Please return every line in the following data that includes the string "brick".

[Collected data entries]
- - -
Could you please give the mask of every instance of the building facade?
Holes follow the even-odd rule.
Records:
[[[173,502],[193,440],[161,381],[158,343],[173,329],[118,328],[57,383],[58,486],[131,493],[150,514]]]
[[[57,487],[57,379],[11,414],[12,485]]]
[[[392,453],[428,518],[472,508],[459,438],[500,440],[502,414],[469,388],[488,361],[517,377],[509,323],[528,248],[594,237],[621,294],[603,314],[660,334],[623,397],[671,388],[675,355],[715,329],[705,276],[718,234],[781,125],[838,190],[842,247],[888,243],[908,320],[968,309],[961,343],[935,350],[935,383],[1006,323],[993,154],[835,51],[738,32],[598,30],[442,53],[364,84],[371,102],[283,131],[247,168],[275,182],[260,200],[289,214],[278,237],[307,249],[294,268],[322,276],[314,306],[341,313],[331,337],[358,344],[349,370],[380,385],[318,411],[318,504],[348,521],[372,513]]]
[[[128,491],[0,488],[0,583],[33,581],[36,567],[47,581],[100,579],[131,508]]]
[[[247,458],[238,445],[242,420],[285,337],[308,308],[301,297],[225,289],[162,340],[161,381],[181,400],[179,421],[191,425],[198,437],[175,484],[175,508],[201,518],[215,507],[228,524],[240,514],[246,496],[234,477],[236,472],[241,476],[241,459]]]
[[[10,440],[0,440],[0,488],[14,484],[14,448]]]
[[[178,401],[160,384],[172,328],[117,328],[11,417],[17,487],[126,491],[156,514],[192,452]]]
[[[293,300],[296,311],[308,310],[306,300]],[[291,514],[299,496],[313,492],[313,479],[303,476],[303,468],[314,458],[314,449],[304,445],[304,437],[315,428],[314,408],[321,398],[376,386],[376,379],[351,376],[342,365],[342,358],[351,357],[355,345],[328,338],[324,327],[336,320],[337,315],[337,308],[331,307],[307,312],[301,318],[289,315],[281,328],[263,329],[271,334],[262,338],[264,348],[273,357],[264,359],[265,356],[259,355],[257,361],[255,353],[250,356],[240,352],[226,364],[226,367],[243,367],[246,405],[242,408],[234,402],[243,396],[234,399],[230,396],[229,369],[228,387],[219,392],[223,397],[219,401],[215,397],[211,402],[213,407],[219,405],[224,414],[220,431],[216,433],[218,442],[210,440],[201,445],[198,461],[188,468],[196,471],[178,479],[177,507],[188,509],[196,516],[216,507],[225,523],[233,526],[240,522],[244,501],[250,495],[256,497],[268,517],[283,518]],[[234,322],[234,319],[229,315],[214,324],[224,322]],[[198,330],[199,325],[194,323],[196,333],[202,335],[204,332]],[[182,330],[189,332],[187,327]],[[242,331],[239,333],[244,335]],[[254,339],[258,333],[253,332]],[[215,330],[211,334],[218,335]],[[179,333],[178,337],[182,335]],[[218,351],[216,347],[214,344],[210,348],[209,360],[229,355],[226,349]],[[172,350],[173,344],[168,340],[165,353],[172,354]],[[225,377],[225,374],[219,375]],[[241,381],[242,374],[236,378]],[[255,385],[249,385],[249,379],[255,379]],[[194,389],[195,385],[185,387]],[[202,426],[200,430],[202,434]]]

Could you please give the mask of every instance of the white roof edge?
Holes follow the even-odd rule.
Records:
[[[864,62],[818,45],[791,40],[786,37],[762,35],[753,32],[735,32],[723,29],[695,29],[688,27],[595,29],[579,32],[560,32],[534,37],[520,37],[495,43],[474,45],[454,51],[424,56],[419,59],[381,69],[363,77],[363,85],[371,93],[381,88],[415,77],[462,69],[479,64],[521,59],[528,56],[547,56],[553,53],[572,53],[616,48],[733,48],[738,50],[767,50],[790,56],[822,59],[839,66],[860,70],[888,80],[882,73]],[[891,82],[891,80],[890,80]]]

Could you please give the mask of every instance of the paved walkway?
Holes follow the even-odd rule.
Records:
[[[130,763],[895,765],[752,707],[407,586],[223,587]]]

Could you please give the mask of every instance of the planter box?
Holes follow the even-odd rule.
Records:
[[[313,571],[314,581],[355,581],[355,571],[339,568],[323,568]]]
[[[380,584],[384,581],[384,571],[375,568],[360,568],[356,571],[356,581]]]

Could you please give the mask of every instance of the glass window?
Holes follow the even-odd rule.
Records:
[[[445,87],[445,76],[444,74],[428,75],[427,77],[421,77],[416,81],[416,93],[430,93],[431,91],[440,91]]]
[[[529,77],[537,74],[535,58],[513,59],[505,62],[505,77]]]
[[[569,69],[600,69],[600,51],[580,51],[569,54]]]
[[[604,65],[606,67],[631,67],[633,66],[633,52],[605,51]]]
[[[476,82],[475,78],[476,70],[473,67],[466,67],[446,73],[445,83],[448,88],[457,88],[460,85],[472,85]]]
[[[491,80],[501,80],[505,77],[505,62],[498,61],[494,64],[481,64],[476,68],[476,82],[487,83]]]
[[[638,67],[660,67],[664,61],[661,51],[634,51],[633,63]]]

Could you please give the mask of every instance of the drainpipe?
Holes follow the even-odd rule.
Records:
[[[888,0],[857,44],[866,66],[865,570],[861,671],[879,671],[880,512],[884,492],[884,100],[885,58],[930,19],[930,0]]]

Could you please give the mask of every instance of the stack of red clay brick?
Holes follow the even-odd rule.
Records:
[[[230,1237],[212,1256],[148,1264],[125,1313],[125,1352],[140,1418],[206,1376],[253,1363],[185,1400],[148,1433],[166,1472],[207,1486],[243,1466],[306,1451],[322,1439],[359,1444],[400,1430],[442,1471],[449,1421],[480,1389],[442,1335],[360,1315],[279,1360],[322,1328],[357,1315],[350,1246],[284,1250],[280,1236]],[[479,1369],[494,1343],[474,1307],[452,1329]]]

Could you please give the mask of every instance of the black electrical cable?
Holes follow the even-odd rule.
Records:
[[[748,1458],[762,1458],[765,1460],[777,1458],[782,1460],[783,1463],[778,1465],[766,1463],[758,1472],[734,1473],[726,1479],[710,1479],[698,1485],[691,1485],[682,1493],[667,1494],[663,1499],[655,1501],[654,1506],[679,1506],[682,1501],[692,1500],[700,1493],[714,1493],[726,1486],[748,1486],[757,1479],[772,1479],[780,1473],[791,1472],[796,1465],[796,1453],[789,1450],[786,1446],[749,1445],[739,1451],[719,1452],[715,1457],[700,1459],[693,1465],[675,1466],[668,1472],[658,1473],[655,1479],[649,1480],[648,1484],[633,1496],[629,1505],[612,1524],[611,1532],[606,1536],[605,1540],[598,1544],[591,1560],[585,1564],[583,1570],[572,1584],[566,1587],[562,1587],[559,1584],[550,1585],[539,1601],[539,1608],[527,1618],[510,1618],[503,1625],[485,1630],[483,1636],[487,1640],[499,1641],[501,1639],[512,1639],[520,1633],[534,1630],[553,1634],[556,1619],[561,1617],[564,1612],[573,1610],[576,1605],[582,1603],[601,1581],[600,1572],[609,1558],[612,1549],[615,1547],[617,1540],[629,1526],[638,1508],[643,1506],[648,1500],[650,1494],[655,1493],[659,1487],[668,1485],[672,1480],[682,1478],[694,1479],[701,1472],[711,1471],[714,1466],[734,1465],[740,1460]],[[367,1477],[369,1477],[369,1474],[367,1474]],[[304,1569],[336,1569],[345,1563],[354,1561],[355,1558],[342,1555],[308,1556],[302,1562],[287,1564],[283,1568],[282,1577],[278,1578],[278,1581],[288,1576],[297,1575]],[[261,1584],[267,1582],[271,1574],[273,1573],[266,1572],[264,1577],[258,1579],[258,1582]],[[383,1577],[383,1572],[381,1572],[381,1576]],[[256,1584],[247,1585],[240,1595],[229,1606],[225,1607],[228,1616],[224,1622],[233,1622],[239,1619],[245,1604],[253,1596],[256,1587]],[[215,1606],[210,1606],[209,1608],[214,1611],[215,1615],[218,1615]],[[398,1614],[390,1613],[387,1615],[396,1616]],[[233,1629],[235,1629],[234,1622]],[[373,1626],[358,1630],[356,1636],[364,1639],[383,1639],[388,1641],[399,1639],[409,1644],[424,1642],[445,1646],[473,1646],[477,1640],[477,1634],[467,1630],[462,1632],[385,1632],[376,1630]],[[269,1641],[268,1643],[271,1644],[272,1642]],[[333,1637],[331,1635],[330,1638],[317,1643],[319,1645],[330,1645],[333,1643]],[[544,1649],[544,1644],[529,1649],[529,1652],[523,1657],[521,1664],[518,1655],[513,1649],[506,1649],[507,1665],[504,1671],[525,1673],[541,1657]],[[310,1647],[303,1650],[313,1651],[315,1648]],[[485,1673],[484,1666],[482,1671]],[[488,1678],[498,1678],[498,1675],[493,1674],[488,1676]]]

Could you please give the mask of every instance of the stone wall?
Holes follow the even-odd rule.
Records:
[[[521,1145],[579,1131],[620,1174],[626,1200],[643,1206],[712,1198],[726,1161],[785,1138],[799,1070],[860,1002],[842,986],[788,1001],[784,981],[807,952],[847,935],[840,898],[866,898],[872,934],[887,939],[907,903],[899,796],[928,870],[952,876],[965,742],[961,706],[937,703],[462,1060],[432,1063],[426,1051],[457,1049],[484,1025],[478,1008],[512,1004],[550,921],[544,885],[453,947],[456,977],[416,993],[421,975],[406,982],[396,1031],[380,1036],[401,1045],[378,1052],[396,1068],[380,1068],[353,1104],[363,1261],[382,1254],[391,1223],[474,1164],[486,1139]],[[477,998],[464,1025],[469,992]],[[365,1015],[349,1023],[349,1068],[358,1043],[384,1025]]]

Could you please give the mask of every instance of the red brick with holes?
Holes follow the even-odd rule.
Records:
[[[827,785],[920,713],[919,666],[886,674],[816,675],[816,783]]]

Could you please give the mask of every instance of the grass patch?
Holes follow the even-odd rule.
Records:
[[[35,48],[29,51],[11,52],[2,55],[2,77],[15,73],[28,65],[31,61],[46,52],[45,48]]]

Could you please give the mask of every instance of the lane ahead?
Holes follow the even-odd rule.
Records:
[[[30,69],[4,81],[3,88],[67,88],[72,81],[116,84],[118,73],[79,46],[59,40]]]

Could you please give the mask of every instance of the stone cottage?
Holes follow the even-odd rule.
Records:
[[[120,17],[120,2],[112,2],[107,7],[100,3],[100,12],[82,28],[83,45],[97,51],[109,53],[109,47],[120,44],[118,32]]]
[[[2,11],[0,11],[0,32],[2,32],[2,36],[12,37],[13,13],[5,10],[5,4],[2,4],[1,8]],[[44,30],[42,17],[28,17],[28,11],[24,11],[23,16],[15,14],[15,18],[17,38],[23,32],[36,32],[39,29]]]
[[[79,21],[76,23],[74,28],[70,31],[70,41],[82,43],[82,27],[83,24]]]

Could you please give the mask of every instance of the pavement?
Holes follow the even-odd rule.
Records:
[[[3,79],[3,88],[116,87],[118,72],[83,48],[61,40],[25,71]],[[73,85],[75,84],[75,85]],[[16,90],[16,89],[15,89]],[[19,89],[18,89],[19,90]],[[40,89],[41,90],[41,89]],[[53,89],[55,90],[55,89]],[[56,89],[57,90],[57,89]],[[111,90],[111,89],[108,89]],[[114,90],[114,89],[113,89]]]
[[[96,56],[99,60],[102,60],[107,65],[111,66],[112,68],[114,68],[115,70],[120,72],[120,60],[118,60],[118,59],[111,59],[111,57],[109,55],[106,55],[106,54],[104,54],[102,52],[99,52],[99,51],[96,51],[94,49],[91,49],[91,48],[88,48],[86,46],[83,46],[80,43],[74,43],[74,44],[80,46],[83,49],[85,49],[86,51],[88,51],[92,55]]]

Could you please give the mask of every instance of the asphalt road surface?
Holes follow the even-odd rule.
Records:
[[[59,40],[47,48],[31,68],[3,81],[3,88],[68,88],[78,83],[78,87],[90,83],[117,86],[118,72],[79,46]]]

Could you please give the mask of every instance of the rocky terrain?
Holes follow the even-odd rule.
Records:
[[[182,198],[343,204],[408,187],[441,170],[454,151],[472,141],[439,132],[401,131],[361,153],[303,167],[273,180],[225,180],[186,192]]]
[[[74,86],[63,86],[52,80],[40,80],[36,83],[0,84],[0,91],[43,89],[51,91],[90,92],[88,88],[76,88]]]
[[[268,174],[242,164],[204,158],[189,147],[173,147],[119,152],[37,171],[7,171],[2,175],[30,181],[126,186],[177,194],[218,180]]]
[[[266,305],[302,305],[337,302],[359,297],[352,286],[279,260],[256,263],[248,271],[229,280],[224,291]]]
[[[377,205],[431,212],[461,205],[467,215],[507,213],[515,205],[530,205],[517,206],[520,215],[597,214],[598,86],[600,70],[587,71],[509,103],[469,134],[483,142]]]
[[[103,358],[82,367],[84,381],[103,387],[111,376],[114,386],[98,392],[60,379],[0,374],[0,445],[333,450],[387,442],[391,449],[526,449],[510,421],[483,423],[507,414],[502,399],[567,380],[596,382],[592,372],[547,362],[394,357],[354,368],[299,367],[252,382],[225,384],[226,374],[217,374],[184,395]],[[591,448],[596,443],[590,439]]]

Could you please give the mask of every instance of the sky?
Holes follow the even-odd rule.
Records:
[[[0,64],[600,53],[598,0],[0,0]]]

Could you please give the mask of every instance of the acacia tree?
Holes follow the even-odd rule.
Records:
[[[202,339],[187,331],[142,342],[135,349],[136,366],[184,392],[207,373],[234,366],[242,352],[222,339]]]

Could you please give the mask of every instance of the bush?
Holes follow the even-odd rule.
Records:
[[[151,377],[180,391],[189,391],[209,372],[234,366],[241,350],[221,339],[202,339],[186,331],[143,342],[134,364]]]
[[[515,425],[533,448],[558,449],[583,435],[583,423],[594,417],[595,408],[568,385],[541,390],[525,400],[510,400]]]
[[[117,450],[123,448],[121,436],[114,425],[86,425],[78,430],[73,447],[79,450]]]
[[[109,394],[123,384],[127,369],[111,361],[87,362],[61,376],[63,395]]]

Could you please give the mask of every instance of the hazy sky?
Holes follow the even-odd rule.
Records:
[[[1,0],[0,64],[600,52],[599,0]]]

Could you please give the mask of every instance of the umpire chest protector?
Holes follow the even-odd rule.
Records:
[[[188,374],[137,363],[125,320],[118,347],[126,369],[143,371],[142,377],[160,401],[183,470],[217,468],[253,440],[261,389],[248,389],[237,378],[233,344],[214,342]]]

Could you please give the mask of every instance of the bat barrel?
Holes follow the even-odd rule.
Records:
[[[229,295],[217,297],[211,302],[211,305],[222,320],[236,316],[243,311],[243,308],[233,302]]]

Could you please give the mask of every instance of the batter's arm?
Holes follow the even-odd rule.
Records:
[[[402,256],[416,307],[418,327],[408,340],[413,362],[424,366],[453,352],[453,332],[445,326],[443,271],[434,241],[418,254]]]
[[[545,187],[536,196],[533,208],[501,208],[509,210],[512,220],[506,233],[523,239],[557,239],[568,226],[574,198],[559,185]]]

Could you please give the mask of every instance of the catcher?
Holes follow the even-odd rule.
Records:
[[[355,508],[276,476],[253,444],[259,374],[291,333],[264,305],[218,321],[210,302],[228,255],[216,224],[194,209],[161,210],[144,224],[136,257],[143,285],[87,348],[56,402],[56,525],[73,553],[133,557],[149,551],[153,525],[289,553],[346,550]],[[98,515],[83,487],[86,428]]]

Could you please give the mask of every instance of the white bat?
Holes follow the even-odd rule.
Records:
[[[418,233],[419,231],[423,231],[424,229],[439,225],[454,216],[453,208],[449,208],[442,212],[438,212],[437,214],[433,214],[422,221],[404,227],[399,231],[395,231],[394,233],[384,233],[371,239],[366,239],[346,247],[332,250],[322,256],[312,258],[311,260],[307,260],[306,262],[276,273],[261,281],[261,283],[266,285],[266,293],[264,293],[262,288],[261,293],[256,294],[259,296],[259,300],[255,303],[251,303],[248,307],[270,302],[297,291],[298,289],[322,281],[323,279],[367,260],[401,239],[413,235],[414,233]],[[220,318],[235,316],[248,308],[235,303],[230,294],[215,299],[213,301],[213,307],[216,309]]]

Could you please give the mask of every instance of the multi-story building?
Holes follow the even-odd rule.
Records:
- - -
* Result for this exercise:
Could you please give the mask of every instance of the stack of red clay brick?
Could you please give the mask of every instance of the red brick with holes?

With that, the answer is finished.